# WHAT YOU HAVE TO DO
List every technique the black hole page below names under "Techniques."

# DOCUMENT EXCERPT
((
The Geodesic
Inspired by Relativistic chaos on Wikipedia
Built with Three.js · Custom fullscreen ShaderMaterial · RK4 geodesic integrator · Schwarzschild metric
Techniques Per-pixel ray tracing through curved spacetime · Accretion disk with Doppler beaming · Gravitational redshift · Voronoi-based procedural starfield · Adaptive step-size integration
Direction You are the curvature of space.
Result A real-time black hole with gravitational lensing — stars bend into Einstein rings, the accretion disk warps visibly through curved spacetime, and your movement reshapes the universe
The Story
In curved spacetime, there is no such thing as a straight line.
General relativity tells us that mass bends space, and light follows the curvature. A photon traveling near a black hole doesn’t fly past in a straight line — it curves. If it passes close enough, it orbits. Closer still, it spirals inward and is captured forever. The boundary between escape and capture is razor-thin, and at that boundary, light wraps around the black hole multiple times, creating an infinite nested series of Einstein rings.
This is relativistic chaos — the study of chaotic behavior in curved spacetime. Near a black hole, the basin boundary between photon capture and escape forms a fractal. Tiny changes in a photon’s initial direction send it to completely different fates. Some photons orbit once and escape. Others orbit twice, three times, or infinitely. The boundary between these outcomes is infinitely complex.
))
# GIVEN MATERIAL
((
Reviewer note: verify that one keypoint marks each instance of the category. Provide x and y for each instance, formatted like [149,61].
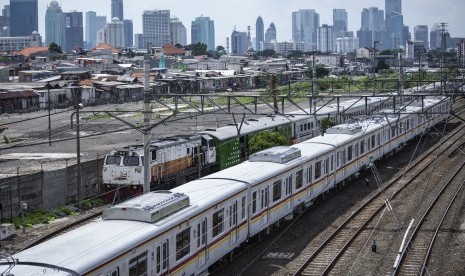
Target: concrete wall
))
# SOLUTION
- Per-pixel ray tracing through curved spacetime
- Accretion disk with Doppler beaming
- Gravitational redshift
- Voronoi-based procedural starfield
- Adaptive step-size integration